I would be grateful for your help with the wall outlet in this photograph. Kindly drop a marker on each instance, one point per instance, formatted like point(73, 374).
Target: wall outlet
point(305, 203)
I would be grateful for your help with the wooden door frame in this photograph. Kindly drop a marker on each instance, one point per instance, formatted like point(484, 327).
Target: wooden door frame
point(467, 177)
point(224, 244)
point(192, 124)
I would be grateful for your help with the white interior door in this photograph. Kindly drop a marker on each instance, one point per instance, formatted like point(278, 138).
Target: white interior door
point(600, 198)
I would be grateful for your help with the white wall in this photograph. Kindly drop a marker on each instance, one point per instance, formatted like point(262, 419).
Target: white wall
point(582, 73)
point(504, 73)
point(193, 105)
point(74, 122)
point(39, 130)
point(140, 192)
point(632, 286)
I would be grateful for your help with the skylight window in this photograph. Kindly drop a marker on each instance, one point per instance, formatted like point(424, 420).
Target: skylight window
----------
## WHAT THIS TASK INVOLVES
Recast all the items above as a JSON list of strings, with one string per line and blank lines left out.

## PROBLEM SOLUTION
[
  "I would be grateful for your help with the wall outlet in this photograph. Kindly drop a marker on each instance, one point per instance, formatted like point(73, 374).",
  "Target: wall outlet",
  "point(305, 203)",
  "I would be grateful for your help with the wooden door frame in this photograph. Kindly drop a marker on each instance, one point per instance, formatted like point(484, 327).",
  "Target: wooden door frame",
  "point(467, 177)",
  "point(224, 244)",
  "point(192, 124)",
  "I would be grateful for your help with the white interior door in this photograph. Kindly drop a marker on each instance, one point per instance, formatted like point(278, 138).",
  "Target: white interior door",
  "point(600, 198)",
  "I would be grateful for your help with the white wall in this photograph. Kindly drop a marker on each instance, one point per instance, formatted like point(262, 419).",
  "Target: white wall",
  "point(582, 73)",
  "point(504, 73)",
  "point(193, 105)",
  "point(74, 122)",
  "point(39, 130)",
  "point(140, 192)",
  "point(632, 286)",
  "I would be grateful for your help with the skylight window in this photograph. Kindly drop a marker on each instance, one point per instance, formatted like point(424, 420).",
  "Target: skylight window"
]